Data to process »
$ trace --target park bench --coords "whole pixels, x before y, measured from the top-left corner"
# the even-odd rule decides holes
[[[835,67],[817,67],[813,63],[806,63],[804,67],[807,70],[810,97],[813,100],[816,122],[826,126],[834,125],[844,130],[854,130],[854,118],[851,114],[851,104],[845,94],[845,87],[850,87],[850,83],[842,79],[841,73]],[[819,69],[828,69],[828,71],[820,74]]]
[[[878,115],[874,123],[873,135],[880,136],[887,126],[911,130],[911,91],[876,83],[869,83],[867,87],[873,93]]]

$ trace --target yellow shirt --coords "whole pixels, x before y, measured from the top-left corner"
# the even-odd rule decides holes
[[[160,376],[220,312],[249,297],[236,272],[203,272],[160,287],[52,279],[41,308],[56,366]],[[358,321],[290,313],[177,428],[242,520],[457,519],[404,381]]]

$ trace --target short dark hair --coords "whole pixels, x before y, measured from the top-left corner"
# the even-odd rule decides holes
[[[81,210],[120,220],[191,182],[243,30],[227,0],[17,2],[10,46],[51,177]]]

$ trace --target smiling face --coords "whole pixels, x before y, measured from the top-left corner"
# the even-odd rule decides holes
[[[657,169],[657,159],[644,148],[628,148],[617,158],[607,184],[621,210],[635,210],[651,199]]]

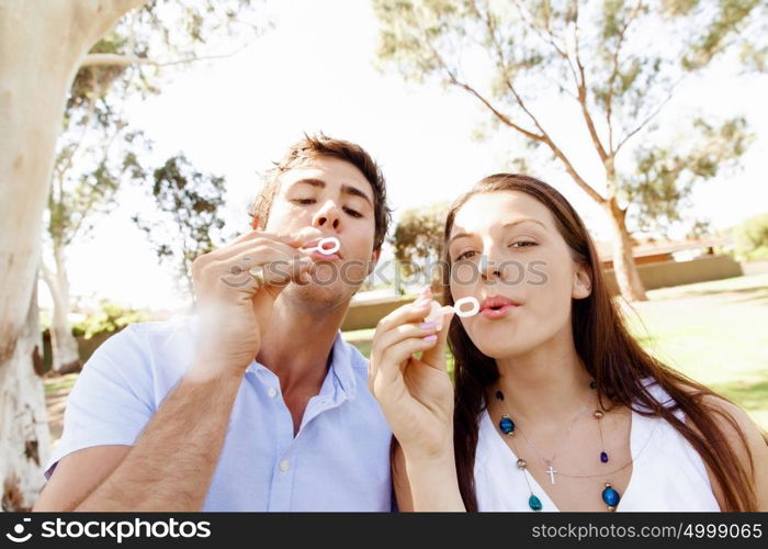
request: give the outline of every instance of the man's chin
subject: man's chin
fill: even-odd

What this task involves »
Reproduce all of the data above line for line, and leave the pictures out of your copy.

Solution for this problem »
$ trace --target park bench --coords "whole pixels, x before y, measured from the top-left corner"
# the even-odd rule decides holes
[[[835,67],[817,67],[813,63],[806,63],[804,67],[807,70],[810,97],[813,100],[816,122],[826,126],[834,125],[844,130],[854,130],[854,118],[851,114],[851,104],[845,94],[845,87],[850,87],[850,83],[842,79],[841,73]],[[819,69],[828,69],[828,71],[820,74]]]
[[[878,115],[874,123],[873,135],[880,136],[887,126],[911,130],[911,91],[876,83],[869,83],[867,87],[873,93]]]

$ trace --target yellow shirt --coords "whole pixels, x before y, measured from the top-left corner"
# the even-odd rule decides holes
[[[160,376],[220,312],[249,297],[236,272],[203,272],[160,287],[52,279],[41,308],[56,366]],[[358,321],[290,313],[177,428],[242,520],[457,519],[404,381]]]

$ trace --target short dark hair --coords "whole pixels, x before y, measured from the top-left corner"
# the even-odd rule decides holes
[[[81,210],[120,220],[191,182],[243,30],[227,0],[17,2],[10,46],[51,177]]]

$ trace --target smiling face --coords "whole pixels, x before y, measured from the top-left corner"
# the even-odd rule decides holes
[[[657,169],[657,159],[644,148],[628,148],[617,158],[607,184],[621,210],[635,210],[651,199]]]

request: give the outline of every instance of the man's chin
subject: man's chin
fill: even-odd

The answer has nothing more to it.